→ **Extrait fourni**:
◇ ◇ ◇ ◇
Emmanuel Vigneron, docteur en géographie,
professeur émérite des universités et vice-président de la commission spécialisée dans les déterminants de santé et les maladies non-transmissibles au Haut conseil de la santé publique.
Guy Launoy, docteur en médecine et épidémiologie
et directeur de l’unité de recherche interdisciplinaire pour la prévention et le traitement des cancers (Anticipe) à l’Université de Caen (14).
Guy Launoy (à gauche) et Emmanuel Vigneron ( à droite)
Quand on parle de désert médical, en France, de quoi s’agit-il ?
Emmanuel Vigneron : En France, un désert médical est une zone offrant une densité médicale inférieure de 20 à 30 % à la moyenne. Aujourd’hui, près de 10 millions de personnes sont concernées, soit 15 % de la population. Or, il ne serait pas anormal d’avoir dans notre pays une assez bonne répartition de la population médicale, notamment parce que l’accès à la santé de tous relève de notre devoir constitutionnel.
◇ ◇ ◇ ◇
→ **Données disponibles**:

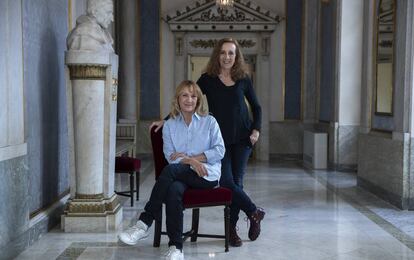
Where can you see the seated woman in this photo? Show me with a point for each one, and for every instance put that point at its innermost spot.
(194, 147)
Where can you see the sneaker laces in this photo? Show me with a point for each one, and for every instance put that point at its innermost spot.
(171, 250)
(135, 230)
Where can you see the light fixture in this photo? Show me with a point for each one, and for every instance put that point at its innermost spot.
(224, 3)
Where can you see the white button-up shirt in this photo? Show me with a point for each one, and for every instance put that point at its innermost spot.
(201, 136)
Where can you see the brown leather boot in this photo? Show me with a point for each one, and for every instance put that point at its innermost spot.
(255, 218)
(234, 239)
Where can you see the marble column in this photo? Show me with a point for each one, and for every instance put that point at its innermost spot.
(91, 97)
(263, 64)
(127, 46)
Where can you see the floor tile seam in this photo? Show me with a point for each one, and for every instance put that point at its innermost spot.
(371, 215)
◇ ◇ ◇ ◇
→ **Travail demandé**:
Poursuivez l'entretien sur les déserts médicaux en France à la suite de sa dernière phrase.

→ **Réponse attendue**:
Guy Launoy : Le manque de médecins généralistes est un vrai facteur d’inégalité entre les populations. Cela explique notamment la saturation des urgences, monopolisées par les patients qui ne disposent plus de médecin près de chez eux.
Quelles sont les conséquences de l’éloignement des centres de soins sur la santé ?
G. L. : Dans le cas du cancer du sein, qui bénéficie d’un dépistage organisé s’appuyant sur les cabinets radiologiques, plus les femmes sont éloignées du radiologue, moins elles ont accès au dépistage. Cela n’est pas lié à un choix personnel ou à un comportement individuel ; c’est véritablement l’organisation des soins qui est à mettre en cause.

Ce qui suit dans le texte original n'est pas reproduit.